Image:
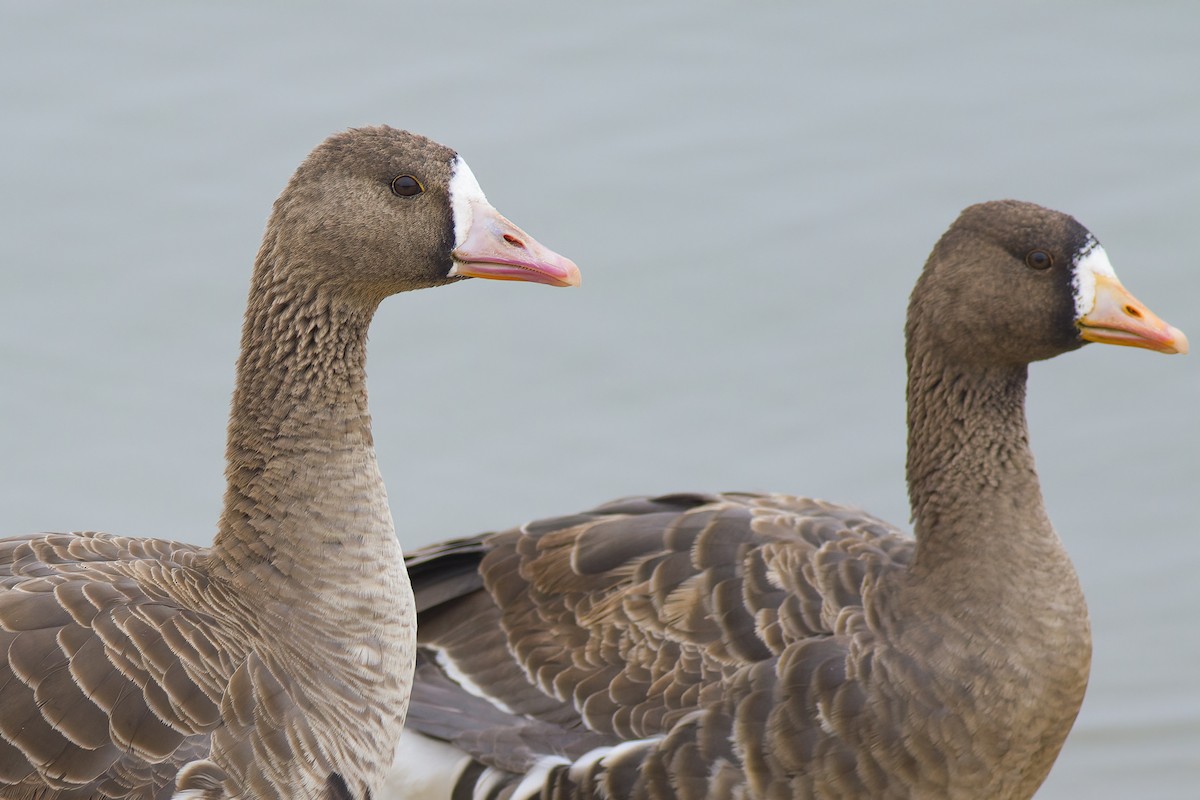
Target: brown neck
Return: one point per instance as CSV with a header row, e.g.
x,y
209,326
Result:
x,y
304,494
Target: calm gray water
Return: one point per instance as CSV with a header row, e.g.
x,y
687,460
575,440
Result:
x,y
750,194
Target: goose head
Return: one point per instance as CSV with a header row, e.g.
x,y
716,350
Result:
x,y
1013,282
373,211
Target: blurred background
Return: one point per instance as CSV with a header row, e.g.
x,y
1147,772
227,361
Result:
x,y
750,191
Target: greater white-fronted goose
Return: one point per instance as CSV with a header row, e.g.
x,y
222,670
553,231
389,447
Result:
x,y
276,662
769,647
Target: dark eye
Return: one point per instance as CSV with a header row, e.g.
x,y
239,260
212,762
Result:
x,y
1039,259
406,186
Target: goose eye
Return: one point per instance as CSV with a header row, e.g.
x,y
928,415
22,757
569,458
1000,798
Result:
x,y
1039,259
406,186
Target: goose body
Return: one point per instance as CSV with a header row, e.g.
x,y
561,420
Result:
x,y
277,661
771,647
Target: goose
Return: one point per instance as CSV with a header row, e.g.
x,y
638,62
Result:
x,y
766,647
277,661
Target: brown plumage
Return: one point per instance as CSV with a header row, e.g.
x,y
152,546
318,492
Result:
x,y
277,661
772,647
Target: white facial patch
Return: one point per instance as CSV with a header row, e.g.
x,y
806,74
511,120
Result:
x,y
1090,263
465,193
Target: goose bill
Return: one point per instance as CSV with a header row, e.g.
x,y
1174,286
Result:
x,y
1119,318
498,250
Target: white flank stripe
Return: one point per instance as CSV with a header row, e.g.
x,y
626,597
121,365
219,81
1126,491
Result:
x,y
531,785
486,782
451,669
583,764
1091,262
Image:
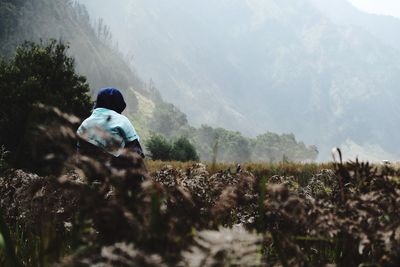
■ ■ ■ ■ ■ ■ ■
### Directions:
Replace every "Target" with "Label" in all the rows above, changing nothing else, and give the rows without the pictures.

### The result:
Image:
Label: brown neck
Return: one point per instance as CSV with a header row, e.g.
x,y
209,326
Result:
x,y
304,494
Label: calm gray water
Return: one point per instance as CSV with a header row, e.g.
x,y
687,460
575,440
Result:
x,y
750,194
Label: goose head
Return: one point per instance as CSV with a header row, e.g.
x,y
716,350
Result:
x,y
1013,282
373,211
Label: blurred background
Return: one point per instance as CSV with a header row, e.g.
x,y
1147,772
227,361
Result:
x,y
750,191
Label: greater white-fronted goose
Return: one point per instance as CSV with a header row, e.g.
x,y
222,670
553,231
389,447
Result:
x,y
276,662
769,647
Label: dark eye
Return: one point per instance as CSV with a header row, e.g.
x,y
239,260
212,762
Result:
x,y
1039,259
406,186
Label: goose eye
Return: one point per instance as CSV with a header row, e.g.
x,y
928,415
22,757
569,458
1000,798
Result:
x,y
1039,259
406,186
Label: goose body
Return: one point per instance as CSV with a header row, e.g.
x,y
561,420
Result:
x,y
277,661
771,647
Label: goose
Return: one point per instance as CSV with a header row, e.g.
x,y
638,62
Result:
x,y
766,647
277,661
Label: brown plumage
Return: one point per instance as CSV with a header row, e.g.
x,y
152,546
318,492
Result:
x,y
277,661
772,647
Label: white facial patch
Return: one point per instance as CSV with a header row, e.g.
x,y
806,74
511,120
Result:
x,y
1090,263
465,193
Label: goose bill
Return: one point per instance as CSV with a header row, e.g.
x,y
1174,286
Result:
x,y
1119,318
498,250
Label: white flank stripe
Return: one point per instance as CSV with a header row, e.g.
x,y
626,597
121,365
219,81
1126,491
Result:
x,y
531,785
486,782
451,669
583,764
1091,262
Image:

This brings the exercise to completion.